Killing an opponent as a way of “earning” the ability to kill them more easily. Let me think about this for a minute. Yes, that requires skill to kill your opponent. I’m just saying that I think skill, usually rewarded with a win even if the map is stripped of guns and power ups, is its own reward. Winning is its own reward. If I kill a guy because I’m better than him, I don’t want to have “earned” a thing which will just make it easier for me to kill him again.
(Now we come to the myth of armor abilities lending a hand to the weaker player. I don’t buy it. If armor abilities are available to everyone, and in Halo 4 they were, then they can’t disproportionately benefit anyone. Any scenario you can name where an armor ability closes the skill gap, I can name another where it widens right back up again. The abilities themselves don’t make anyone a quicker or better shot, they can only change the pace of engagements where speed and accuracy must be deployed. Sprint can speed up the rate of engagement or slow it down, but it seldom changes the outcome. Camo, likewise, can be used to slow the pace of play, but the weaker player who uses it can only buy himself time - he can’t stave off death forever. Abilities, if available universally, can change the quantity of play but not the quality. A “stronger” player who can’t counter an armor ability, or who refuses to learn how to adapt to their presence, isn’t really all that strong. Maybe he was in Halo 3, but here we are in the future. Adapt or die.)

**Directions**
• a. Answer these about the commentary on Halo armor abilities:
(i) In which game were armor abilities available to everyone?
(ii) According to the writer, what is winning?
(iii) What can a player use camo to do to the pace of play?
• b. Retype the commentary on Halo armor abilities from "Killing an opponent" up to and including "kill him again.", character for character.

**Supplied entries**
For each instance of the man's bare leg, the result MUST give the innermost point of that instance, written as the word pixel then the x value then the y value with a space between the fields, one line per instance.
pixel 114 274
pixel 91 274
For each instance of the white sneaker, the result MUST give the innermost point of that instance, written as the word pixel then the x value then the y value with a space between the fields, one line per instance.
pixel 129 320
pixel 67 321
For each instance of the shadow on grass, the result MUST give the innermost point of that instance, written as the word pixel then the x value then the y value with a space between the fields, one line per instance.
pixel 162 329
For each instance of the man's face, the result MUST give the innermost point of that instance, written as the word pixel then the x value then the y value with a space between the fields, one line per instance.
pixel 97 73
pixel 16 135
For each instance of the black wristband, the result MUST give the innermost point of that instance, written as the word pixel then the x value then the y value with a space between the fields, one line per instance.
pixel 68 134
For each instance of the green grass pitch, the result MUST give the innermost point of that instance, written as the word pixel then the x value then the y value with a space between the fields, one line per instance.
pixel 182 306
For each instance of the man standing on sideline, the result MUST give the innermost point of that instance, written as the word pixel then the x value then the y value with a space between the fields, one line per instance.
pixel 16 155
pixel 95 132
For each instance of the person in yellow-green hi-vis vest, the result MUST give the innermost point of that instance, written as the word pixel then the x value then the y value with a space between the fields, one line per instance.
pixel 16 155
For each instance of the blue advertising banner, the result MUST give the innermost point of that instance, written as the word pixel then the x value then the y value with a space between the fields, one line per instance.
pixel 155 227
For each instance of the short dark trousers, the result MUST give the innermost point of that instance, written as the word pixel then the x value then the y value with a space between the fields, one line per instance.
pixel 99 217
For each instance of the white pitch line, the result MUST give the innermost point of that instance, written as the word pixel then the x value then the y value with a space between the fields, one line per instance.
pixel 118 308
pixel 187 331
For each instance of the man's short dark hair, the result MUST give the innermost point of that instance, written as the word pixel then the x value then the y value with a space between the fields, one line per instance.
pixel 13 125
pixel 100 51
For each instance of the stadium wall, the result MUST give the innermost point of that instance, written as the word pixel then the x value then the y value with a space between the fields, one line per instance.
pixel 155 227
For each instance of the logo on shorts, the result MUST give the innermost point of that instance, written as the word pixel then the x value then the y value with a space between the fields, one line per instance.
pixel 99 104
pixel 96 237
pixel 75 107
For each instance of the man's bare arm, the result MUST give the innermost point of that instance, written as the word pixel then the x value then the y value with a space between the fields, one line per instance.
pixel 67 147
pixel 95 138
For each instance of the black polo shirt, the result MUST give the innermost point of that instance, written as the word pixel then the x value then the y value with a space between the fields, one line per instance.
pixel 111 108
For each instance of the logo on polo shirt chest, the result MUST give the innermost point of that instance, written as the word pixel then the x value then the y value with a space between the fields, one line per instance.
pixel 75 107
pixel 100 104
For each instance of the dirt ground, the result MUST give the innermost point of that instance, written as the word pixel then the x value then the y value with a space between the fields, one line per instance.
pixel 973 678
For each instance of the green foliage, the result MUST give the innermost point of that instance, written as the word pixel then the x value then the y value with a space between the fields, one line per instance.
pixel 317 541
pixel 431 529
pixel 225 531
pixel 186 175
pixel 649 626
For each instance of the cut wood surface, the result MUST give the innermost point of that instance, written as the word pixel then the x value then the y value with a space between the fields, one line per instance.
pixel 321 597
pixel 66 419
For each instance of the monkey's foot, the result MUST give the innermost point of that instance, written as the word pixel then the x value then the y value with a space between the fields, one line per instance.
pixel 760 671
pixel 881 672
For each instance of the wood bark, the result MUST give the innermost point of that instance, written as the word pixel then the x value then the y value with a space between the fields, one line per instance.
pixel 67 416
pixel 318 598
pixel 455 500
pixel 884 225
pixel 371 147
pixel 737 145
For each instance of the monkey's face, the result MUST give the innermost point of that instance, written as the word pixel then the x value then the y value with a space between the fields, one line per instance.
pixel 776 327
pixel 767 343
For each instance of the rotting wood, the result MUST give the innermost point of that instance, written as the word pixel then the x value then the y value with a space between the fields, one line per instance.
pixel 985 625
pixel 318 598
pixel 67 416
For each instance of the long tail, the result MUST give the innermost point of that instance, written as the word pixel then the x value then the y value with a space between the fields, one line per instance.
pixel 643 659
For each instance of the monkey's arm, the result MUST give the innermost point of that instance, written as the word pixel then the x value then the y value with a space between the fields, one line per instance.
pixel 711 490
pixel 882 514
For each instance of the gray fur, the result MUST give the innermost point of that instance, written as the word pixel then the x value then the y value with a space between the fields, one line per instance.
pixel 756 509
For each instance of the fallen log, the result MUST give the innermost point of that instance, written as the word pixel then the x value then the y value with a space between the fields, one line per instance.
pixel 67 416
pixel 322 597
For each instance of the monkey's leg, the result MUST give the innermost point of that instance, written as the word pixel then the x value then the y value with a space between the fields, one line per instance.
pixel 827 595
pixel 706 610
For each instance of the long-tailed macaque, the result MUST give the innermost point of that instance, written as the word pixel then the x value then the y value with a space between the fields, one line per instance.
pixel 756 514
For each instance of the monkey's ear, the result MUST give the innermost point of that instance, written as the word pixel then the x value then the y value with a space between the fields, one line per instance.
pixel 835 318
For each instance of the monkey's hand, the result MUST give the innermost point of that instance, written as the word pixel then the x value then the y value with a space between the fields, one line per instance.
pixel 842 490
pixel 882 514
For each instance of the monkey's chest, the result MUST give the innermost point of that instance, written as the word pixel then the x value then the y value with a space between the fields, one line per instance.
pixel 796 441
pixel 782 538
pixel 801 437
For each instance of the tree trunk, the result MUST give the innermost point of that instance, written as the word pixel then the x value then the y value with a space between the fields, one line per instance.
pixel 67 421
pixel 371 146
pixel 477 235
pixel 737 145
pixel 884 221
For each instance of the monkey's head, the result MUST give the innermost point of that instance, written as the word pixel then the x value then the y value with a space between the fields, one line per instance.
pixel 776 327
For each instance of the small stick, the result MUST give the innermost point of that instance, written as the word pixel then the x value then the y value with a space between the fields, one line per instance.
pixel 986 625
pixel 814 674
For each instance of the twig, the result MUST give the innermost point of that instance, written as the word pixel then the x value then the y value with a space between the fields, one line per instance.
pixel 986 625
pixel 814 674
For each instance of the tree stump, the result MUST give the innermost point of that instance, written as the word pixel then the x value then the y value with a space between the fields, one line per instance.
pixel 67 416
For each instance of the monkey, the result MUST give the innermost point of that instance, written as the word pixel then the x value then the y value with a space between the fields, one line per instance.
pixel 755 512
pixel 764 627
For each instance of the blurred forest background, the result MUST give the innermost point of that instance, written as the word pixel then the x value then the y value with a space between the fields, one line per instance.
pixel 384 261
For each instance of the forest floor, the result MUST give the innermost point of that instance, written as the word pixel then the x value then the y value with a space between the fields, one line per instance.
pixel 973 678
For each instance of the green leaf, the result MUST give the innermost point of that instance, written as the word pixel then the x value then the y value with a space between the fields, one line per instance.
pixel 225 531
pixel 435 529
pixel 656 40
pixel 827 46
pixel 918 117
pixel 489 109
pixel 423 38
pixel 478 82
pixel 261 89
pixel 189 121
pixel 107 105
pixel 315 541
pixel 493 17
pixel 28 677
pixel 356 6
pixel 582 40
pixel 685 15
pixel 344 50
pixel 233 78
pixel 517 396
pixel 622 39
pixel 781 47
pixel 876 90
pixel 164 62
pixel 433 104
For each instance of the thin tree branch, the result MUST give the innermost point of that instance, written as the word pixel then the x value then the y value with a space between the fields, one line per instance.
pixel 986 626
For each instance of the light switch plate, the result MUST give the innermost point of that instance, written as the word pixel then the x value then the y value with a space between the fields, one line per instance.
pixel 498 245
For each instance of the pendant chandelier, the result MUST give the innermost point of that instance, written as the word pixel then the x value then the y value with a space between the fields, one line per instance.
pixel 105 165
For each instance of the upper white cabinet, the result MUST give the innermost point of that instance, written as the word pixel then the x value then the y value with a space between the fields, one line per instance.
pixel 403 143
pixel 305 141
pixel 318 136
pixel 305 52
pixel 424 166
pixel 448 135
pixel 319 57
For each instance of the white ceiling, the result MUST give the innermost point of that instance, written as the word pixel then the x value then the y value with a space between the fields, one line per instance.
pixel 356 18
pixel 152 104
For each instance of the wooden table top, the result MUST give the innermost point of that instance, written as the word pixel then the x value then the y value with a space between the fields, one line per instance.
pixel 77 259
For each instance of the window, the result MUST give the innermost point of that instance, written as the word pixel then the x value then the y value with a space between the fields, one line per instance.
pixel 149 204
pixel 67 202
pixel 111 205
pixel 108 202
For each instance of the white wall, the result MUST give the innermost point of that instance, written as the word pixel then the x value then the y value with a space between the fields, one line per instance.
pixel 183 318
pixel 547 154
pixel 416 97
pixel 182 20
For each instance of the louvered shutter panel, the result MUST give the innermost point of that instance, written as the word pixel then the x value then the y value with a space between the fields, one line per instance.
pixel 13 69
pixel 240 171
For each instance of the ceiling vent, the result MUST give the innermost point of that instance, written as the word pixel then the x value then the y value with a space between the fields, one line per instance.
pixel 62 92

**Expected results**
• a.
(i) Halo 4
(ii) Its own reward
(iii) Slow it down

• b.
Killing an opponent as a way of “earning” the ability to kill them more easily. Let me think about this for a minute. Yes, that requires skill to kill your opponent. I’m just saying that I think skill, usually rewarded with a win even if the map is stripped of guns and power ups, is its own reward. Winning is its own reward. If I kill a guy because I’m better than him, I don’t want to have “earned” a thing which will just make it easier for me to kill him again.